== TEXTAUSZUG ==
/---
Hier in Hegenberg haben wir uns bemüht, für unsere Kinder Lebensbedingungen zu schaffen, die denen in unserem Heimatland ähneln: familienähnliche Beziehungen. Wir erziehen unsere Kinder von Geburt an und versuchen, Bedingungen zu schaffen, unter denen sie wie in einer Familie leben können. Die Kinder sind emotional an uns gebunden, manche nennen uns Mama und Oma.
Während unseres Aufenthalts in Deutschland ist eine Menge passiert. Wir haben lange gebraucht, um uns an unsere neue Umgebung zu gewöhnen. Die meisten Mitarbeiter kamen mit ihren Kindern hierher, die ebenfalls die Anpassung und Aufmerksamkeit ihrer Eltern benötigten.
\---
== ERFASSTE ANGABEN ==
/---
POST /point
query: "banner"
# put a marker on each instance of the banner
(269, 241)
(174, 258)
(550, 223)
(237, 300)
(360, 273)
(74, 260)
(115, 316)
\---
== ZIEL DER ÜBUNG ==
Schreiben Sie den Textauszug über das Leben in Hegenberg vollständig und wortgetreu ab. Für die Bearbeitung zählt allein der Textauszug.

== LÖSUNG ==
Hier in Hegenberg haben wir uns bemüht, für unsere Kinder Lebensbedingungen zu schaffen, die denen in unserem Heimatland ähneln: familienähnliche Beziehungen. Wir erziehen unsere Kinder von Geburt an und versuchen, Bedingungen zu schaffen, unter denen sie wie in einer Familie leben können. Die Kinder sind emotional an uns gebunden, manche nennen uns Mama und Oma.
Während unseres Aufenthalts in Deutschland ist eine Menge passiert. Wir haben lange gebraucht, um uns an unsere neue Umgebung zu gewöhnen. Die meisten Mitarbeiter kamen mit ihren Kindern hierher, die ebenfalls die Anpassung und Aufmerksamkeit ihrer Eltern benötigten.